--- SOURCE RECORDS ---

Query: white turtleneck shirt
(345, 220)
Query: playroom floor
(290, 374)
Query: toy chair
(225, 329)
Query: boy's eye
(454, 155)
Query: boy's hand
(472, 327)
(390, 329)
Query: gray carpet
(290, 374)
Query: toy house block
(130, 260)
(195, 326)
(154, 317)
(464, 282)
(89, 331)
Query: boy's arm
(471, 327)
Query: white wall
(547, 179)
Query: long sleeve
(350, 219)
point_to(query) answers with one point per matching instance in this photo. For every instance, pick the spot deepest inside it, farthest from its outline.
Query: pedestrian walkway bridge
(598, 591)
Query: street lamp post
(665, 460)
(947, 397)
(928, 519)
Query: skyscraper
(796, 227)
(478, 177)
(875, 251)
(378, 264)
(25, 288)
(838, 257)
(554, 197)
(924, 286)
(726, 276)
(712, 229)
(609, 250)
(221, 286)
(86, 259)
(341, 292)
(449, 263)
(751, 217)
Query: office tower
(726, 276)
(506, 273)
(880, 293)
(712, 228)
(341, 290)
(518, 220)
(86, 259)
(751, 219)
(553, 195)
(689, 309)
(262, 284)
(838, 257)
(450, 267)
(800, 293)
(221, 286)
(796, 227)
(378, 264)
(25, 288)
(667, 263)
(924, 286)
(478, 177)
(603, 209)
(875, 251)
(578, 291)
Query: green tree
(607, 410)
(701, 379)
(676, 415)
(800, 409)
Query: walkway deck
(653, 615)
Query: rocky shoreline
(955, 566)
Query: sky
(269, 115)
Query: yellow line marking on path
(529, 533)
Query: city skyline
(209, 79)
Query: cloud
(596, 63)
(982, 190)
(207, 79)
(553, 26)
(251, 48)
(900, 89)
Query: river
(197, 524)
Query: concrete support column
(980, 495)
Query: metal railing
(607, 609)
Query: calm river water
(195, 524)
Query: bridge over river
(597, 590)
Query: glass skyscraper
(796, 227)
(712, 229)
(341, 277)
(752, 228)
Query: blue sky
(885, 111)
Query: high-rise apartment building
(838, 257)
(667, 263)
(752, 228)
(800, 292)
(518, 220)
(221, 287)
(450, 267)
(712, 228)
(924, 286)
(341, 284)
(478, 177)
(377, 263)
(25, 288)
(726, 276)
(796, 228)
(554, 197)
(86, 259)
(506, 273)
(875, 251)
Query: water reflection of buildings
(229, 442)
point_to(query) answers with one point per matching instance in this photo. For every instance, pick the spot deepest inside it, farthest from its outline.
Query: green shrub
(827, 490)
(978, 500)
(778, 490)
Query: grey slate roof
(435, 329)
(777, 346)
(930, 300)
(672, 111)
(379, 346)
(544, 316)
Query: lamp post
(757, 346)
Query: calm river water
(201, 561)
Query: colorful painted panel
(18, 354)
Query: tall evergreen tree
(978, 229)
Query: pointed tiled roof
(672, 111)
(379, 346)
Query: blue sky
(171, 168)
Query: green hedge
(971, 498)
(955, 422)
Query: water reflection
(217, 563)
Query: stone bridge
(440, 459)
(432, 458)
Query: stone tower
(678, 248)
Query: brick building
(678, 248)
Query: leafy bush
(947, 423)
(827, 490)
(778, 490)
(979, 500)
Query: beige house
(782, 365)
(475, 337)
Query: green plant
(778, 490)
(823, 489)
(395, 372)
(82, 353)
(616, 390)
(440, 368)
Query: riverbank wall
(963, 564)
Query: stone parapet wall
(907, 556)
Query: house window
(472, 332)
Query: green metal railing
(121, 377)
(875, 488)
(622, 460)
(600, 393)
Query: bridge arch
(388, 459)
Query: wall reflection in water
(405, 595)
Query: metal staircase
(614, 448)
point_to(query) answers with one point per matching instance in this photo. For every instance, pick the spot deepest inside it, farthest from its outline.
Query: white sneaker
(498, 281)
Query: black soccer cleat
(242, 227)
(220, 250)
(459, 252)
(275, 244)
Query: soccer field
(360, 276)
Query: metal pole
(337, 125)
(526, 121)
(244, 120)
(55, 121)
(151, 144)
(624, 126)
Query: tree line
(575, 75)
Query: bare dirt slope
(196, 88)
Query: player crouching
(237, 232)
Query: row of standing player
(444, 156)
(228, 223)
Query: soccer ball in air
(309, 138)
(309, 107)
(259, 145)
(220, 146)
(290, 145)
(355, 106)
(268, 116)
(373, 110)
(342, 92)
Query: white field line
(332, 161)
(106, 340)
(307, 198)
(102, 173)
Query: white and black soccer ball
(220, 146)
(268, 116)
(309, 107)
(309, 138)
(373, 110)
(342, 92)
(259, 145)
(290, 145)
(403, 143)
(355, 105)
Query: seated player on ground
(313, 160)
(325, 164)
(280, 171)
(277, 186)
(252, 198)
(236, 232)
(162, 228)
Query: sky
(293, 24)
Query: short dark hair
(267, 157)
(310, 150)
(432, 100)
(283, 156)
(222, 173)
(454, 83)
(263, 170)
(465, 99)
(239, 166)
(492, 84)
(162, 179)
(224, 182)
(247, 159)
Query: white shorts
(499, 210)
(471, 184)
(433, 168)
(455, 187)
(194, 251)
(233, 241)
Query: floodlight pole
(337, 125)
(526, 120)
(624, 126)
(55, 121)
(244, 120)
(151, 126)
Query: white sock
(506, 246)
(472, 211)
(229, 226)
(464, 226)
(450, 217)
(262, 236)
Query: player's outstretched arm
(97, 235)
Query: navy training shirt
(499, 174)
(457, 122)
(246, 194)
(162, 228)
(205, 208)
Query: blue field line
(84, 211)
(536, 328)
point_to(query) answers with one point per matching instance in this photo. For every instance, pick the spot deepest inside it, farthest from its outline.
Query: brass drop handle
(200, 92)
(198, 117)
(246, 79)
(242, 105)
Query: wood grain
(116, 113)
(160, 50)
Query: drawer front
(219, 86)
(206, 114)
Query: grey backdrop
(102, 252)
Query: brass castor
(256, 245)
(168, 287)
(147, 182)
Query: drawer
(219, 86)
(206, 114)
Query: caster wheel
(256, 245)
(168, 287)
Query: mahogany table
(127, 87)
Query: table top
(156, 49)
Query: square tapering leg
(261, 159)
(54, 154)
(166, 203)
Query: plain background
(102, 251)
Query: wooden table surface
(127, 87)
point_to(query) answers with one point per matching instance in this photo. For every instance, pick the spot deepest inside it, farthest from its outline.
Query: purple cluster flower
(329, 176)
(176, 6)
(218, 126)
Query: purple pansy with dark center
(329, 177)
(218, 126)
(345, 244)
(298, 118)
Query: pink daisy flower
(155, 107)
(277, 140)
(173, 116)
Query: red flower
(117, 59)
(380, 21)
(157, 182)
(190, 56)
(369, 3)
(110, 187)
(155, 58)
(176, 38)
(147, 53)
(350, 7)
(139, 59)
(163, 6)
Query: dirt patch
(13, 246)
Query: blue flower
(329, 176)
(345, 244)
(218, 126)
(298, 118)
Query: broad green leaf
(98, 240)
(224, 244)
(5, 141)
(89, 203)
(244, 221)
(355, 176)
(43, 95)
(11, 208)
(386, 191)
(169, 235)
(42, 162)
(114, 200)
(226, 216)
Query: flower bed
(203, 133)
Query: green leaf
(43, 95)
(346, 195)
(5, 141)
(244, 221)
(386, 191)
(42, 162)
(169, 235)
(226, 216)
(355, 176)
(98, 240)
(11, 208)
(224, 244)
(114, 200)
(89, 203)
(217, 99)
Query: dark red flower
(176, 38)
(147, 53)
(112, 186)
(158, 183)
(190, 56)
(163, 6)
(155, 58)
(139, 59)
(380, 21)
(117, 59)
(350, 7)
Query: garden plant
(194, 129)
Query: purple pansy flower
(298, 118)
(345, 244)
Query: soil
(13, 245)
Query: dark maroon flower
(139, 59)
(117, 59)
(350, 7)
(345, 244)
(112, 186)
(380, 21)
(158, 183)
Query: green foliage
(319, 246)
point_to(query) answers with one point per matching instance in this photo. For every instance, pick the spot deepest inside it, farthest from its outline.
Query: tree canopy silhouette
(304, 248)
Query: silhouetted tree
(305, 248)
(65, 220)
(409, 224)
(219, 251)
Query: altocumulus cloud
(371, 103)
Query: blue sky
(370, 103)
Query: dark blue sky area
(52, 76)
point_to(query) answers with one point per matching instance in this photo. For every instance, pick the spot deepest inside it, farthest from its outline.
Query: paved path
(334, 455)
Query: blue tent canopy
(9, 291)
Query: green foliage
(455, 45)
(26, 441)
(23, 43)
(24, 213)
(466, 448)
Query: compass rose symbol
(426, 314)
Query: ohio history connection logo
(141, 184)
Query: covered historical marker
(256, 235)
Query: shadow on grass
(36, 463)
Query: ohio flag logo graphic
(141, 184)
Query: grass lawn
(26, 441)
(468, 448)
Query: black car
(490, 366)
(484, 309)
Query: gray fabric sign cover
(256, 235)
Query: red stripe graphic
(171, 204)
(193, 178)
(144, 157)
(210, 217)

---

AIM
Make an exact copy of every line from the one with "Query: garden plant" to the end of the data, with the first and last of those lines included.

THE REPLY
Query: garden plant
(194, 129)
Query: purple pansy flower
(298, 118)
(345, 244)
Query: soil
(13, 245)
Query: dark maroon flower
(139, 59)
(117, 59)
(350, 7)
(345, 244)
(112, 186)
(380, 21)
(158, 183)
Query: green foliage
(319, 246)
point_to(query) answers with one point per matching instance in this photo. For every instance, pick the spot deepest inside it, farthest from its outline.
Query: tree canopy silhouette
(304, 248)
Query: silhouetted tree
(305, 248)
(65, 220)
(409, 224)
(219, 251)
Query: altocumulus cloud
(371, 103)
Query: blue sky
(370, 103)
Query: dark blue sky area
(52, 76)
point_to(query) answers with one point per matching instance in this photo. For every instance, pick the spot deepest inside it, farthest from its outline.
Query: paved path
(334, 455)
Query: blue tent canopy
(9, 291)
Query: green foliage
(455, 45)
(26, 441)
(23, 43)
(24, 213)
(466, 448)
Query: compass rose symbol
(426, 314)
Query: ohio history connection logo
(141, 184)
Query: covered historical marker
(256, 235)
Query: shadow on grass
(36, 463)
Query: ohio flag logo graphic
(141, 184)
Query: grass lawn
(26, 441)
(468, 448)
Query: black car
(490, 366)
(484, 309)
Query: gray fabric sign cover
(256, 235)
Query: red stripe graphic
(171, 204)
(193, 178)
(144, 157)
(210, 217)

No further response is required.